(Excerpts from point annotation data)
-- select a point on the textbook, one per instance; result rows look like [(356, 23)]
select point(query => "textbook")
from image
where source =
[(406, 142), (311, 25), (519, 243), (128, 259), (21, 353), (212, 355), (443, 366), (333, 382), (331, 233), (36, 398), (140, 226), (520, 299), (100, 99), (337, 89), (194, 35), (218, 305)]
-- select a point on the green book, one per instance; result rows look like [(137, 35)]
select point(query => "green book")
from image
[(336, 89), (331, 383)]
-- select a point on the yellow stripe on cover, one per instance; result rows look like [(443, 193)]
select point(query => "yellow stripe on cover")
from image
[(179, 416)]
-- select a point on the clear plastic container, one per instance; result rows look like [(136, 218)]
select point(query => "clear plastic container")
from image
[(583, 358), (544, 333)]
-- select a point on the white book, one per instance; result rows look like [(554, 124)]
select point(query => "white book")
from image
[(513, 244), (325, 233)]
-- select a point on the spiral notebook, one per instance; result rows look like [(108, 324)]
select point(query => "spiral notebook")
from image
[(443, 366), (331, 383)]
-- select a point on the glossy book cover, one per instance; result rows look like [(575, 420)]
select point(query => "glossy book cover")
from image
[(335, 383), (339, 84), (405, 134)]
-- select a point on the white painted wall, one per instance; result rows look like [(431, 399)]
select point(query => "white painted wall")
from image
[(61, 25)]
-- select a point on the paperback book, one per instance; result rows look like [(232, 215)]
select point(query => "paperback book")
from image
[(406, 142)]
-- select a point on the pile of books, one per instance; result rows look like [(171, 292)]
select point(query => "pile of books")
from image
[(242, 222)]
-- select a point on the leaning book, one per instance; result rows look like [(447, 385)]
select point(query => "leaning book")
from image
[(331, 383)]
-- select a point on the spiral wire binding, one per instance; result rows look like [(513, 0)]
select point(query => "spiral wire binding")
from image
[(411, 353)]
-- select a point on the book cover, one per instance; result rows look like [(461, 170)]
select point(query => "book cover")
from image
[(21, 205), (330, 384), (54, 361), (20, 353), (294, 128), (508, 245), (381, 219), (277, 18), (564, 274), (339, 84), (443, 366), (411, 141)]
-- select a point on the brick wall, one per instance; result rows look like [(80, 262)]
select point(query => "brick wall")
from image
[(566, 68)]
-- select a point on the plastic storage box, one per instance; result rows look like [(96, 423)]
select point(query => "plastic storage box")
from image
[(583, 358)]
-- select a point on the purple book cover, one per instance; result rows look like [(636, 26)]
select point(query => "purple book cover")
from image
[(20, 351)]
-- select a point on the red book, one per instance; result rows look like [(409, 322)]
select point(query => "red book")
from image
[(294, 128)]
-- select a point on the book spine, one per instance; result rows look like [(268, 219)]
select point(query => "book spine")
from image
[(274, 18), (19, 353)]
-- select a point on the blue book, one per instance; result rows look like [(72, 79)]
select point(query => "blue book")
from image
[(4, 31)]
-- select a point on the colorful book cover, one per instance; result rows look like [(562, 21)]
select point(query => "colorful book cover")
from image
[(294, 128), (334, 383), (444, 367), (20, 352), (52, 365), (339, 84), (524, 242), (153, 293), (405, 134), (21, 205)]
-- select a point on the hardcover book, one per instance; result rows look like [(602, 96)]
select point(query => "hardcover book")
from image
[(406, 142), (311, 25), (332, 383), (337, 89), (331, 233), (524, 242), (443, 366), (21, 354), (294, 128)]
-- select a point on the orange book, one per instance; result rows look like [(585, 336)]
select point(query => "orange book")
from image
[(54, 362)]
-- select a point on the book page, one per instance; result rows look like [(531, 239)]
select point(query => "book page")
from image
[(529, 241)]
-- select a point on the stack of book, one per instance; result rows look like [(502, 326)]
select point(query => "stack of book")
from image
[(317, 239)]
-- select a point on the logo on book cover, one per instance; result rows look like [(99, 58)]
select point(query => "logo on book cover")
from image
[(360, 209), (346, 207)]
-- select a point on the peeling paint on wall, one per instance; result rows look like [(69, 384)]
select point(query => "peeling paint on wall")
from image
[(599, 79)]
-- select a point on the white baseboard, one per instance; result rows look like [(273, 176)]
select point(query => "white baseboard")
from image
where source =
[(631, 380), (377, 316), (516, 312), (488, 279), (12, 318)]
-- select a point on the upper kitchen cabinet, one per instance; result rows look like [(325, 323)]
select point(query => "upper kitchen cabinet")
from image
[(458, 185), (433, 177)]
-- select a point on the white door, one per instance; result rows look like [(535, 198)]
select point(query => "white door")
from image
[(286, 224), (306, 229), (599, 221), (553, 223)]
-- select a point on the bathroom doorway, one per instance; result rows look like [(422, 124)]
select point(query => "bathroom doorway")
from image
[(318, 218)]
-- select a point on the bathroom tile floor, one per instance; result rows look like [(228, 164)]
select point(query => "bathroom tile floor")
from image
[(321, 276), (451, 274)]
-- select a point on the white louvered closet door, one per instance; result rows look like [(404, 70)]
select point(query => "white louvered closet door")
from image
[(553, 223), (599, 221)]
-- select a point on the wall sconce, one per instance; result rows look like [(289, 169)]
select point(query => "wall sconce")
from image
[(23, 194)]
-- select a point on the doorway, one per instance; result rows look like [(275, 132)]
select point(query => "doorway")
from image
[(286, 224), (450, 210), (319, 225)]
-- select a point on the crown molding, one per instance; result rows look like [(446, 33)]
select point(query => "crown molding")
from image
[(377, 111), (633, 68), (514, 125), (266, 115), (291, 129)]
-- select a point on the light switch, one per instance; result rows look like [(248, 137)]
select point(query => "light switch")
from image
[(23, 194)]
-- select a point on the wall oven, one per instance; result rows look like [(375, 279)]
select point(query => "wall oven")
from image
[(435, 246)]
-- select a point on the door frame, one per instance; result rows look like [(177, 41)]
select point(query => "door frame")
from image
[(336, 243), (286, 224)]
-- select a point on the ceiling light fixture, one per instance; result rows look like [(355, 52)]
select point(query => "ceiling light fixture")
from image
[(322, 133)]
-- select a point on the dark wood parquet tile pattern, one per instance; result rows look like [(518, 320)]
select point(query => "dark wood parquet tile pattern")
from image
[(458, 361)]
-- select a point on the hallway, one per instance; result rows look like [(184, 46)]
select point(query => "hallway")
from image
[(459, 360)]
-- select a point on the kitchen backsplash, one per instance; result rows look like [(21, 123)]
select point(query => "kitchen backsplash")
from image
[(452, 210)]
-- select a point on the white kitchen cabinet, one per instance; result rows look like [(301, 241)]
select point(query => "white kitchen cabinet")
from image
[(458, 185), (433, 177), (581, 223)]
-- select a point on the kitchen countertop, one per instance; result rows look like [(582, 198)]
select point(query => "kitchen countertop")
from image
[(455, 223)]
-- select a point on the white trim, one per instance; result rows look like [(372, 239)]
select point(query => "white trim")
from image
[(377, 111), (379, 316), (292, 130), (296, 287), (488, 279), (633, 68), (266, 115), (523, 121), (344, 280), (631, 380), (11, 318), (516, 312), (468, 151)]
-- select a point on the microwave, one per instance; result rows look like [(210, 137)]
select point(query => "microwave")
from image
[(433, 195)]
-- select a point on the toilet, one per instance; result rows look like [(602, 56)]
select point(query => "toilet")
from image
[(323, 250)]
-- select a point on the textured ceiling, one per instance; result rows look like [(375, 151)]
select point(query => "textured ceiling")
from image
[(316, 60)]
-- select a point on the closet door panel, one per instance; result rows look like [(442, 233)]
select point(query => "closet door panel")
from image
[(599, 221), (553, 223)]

Exercise prompt:
Arrange the listing lines as a numbered list, skipping blank lines, starting with the line containing "-- select a point on the doorway, one" and continuing through the line containing "[(377, 111), (633, 68), (514, 125), (266, 115), (291, 129)]".

Answer to the task:
1. -- select a point on the doorway, one per instance; result rows look like [(275, 132)]
2. select point(query => "doorway")
3. from image
4. [(286, 224), (450, 210), (319, 225)]
5. -- select a point on the crown molding, one per instance; result rows look like [(446, 33)]
6. select point(query => "crown molding")
7. from image
8. [(377, 111), (633, 68), (514, 125), (266, 115), (291, 129)]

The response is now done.